• MATERIAL:
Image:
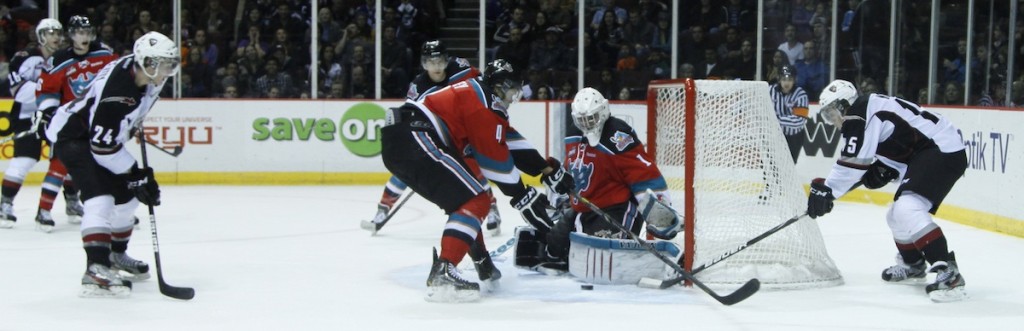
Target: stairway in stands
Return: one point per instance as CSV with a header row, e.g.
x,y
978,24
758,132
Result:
x,y
461,31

• CHALLENGE: Can you arrange the lines of the listing above as a numbered list, leaving out blank lines and the pictures?

• WRITTEN SOLUTION:
1. Image:
2. Target: stairway in stands
3. Return: one point per instance as CSV with a header row, e.g.
4. x,y
5. 978,24
6. 758,132
7. Result:
8. x,y
9. 461,31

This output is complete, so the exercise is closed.